- [Extracted data]
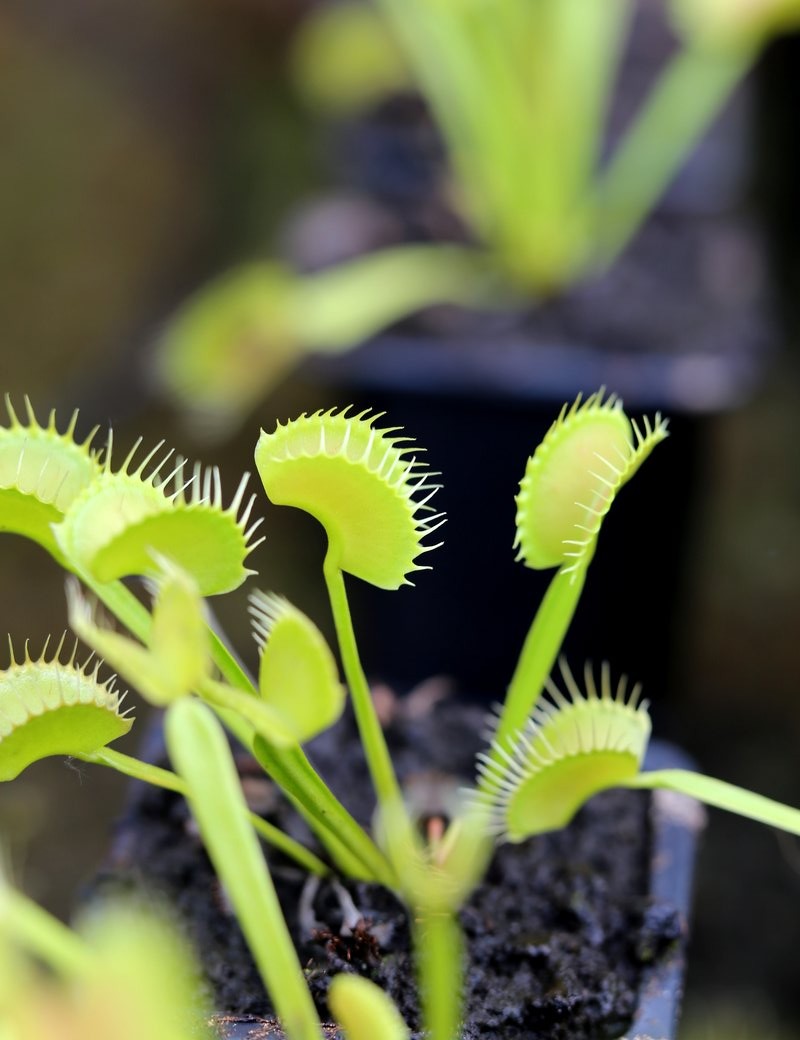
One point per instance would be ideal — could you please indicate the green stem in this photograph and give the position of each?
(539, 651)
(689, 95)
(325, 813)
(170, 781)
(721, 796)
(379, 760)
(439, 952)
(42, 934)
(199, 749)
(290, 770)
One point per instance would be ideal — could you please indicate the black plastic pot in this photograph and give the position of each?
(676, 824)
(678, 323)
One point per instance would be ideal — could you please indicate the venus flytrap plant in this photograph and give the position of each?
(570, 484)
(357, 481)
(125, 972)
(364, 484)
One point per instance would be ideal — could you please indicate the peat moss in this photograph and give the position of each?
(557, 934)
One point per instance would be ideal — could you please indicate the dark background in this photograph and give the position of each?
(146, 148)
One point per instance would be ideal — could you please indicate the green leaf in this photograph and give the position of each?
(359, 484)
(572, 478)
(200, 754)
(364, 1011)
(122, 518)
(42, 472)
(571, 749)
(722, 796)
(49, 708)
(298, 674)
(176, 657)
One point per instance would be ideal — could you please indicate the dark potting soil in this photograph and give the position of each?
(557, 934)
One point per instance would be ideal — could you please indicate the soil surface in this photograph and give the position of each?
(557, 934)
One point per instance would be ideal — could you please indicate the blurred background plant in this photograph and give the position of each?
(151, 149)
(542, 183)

- [Set exercise] Using the material above, reproduce exactly the line that contains "the green leaf" and all lines after it through the last one, and only those.

- [The response]
One point per instance would be ideal — could you please indicate the green leaf in this photograph and give the position of each?
(359, 484)
(572, 478)
(200, 754)
(364, 1011)
(122, 518)
(42, 472)
(571, 749)
(722, 796)
(49, 708)
(298, 674)
(176, 657)
One point per instance would be ideal — could you please indicate the dark potting soil in this photograph and give the position of each?
(557, 934)
One point per instance would be ideal — could you please indicate the soil surface in this photograph and give the position of each?
(557, 934)
One point per instance would be ideal — could you please indicate the blurred background plant in this photograph and give the position of each?
(151, 149)
(542, 183)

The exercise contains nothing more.